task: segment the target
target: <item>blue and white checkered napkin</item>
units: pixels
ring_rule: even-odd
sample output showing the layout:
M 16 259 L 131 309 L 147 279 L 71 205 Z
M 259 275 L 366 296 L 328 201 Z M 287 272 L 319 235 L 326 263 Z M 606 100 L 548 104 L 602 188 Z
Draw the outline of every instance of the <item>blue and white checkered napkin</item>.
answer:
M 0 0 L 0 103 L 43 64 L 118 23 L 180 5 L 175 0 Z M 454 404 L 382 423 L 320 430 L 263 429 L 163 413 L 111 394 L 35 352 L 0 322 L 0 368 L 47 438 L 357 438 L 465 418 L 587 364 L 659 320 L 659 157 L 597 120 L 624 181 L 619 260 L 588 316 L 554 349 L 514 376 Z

= = = = =

Revise the data so that every "napkin" becomes "tablecloth", and leave everything else unchanged.

task: segment the target
target: <item>blue and white checkered tablecloth</item>
units: pixels
ring_rule: even-odd
sample output showing the layout:
M 16 259 L 131 309 L 147 279 L 71 205 Z
M 259 275 L 366 296 L 328 201 Z M 287 272 L 319 235 L 326 263 Z M 606 100 L 548 104 L 602 188 Z
Draw the outline of every instance of the <item>blue and white checkered tablecloth</item>.
answer:
M 0 0 L 0 103 L 43 64 L 118 23 L 180 5 L 175 0 Z M 454 404 L 382 423 L 320 430 L 263 429 L 163 413 L 111 394 L 35 352 L 0 322 L 0 368 L 47 438 L 357 438 L 465 418 L 587 364 L 659 320 L 659 157 L 597 120 L 624 181 L 619 260 L 588 316 L 554 349 L 514 376 Z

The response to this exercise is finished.